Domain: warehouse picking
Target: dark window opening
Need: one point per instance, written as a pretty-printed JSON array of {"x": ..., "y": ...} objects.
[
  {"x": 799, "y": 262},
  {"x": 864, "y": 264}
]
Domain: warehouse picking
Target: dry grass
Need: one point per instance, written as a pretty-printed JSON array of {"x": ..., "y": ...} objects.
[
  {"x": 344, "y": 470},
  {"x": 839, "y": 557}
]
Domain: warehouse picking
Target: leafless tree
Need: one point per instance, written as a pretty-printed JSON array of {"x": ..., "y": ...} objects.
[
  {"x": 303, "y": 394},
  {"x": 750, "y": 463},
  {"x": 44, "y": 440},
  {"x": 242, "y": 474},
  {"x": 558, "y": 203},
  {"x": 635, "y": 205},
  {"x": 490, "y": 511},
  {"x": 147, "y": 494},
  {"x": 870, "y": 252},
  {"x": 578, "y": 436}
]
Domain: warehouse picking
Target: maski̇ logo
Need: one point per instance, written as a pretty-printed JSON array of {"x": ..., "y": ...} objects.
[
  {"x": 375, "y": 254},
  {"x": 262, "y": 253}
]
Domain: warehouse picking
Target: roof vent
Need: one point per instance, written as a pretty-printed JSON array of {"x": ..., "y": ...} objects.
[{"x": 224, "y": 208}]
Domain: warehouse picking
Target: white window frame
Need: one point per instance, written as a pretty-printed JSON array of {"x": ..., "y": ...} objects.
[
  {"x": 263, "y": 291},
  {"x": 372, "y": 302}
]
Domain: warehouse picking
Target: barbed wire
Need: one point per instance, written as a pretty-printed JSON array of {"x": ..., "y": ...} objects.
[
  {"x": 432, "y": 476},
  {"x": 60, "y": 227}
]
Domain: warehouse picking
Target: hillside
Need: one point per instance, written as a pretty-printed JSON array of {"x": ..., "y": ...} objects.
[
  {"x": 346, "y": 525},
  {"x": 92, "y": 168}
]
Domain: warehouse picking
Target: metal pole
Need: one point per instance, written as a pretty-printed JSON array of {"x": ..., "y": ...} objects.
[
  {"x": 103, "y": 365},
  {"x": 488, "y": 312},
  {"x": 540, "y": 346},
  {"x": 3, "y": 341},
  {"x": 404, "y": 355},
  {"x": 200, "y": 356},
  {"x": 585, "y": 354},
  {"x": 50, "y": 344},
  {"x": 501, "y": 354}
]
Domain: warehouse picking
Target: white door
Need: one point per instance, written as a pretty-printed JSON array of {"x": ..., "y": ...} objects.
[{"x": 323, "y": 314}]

○ ○ ○ ○

:: YOUR GOAL ::
All of the data shown above must be copied exactly.

:: TASK RESULT ::
Domain: warehouse picking
Target: dark window opening
Need: one point per instance, written as a pretty-printed JSON array of {"x": ..., "y": ...} objects.
[
  {"x": 799, "y": 262},
  {"x": 864, "y": 264}
]
Domain: warehouse picking
Target: dry grass
Need: one point per instance, written as a pretty-printed JSON array of {"x": ..., "y": ...} objects.
[
  {"x": 344, "y": 470},
  {"x": 839, "y": 557}
]
Domain: warehouse picking
Target: leafless tree
Need: one point per instance, written as a pretty-printed JSON array of {"x": ..., "y": ...} objects.
[
  {"x": 303, "y": 394},
  {"x": 750, "y": 463},
  {"x": 44, "y": 440},
  {"x": 242, "y": 474},
  {"x": 558, "y": 203},
  {"x": 635, "y": 205},
  {"x": 490, "y": 511},
  {"x": 147, "y": 494},
  {"x": 870, "y": 252},
  {"x": 578, "y": 436}
]
Domain: warehouse picking
Target: maski̇ logo
Need: one point per instance, written as a pretty-printed JSON array of {"x": ..., "y": ...} objects.
[
  {"x": 375, "y": 254},
  {"x": 262, "y": 253}
]
Domain: warehouse picking
Target: roof vent
Need: one point per instance, written as a pretty-printed JSON array of {"x": ..., "y": ...} objects.
[{"x": 224, "y": 208}]
Domain: warehouse picking
Target: white window frame
Need: one point per instance, written as a pretty-printed JSON array of {"x": ..., "y": ...} objects.
[
  {"x": 263, "y": 291},
  {"x": 372, "y": 302}
]
Domain: warehouse picking
Target: barbed wire
Need: one point per instance, written as a pretty-printed JSON array of {"x": ..., "y": ...} objects.
[
  {"x": 432, "y": 476},
  {"x": 60, "y": 227}
]
Domain: warehouse picking
Target: hillside
Need: one point per instance, written as a pretty-printed JSON array of {"x": ..., "y": ...} objects.
[
  {"x": 346, "y": 525},
  {"x": 92, "y": 168}
]
Domain: warehouse picking
Target: metal pole
Need: one point per instance, written as a pretty-printed JSON array of {"x": ..., "y": ...} objects.
[
  {"x": 103, "y": 365},
  {"x": 488, "y": 312},
  {"x": 540, "y": 346},
  {"x": 3, "y": 341},
  {"x": 404, "y": 355},
  {"x": 200, "y": 356},
  {"x": 585, "y": 354},
  {"x": 50, "y": 344},
  {"x": 501, "y": 354}
]
Domain: warehouse picking
Target: white door
Need: one point per instance, written as a pretty-printed JSON array of {"x": ..., "y": ...} objects.
[{"x": 323, "y": 314}]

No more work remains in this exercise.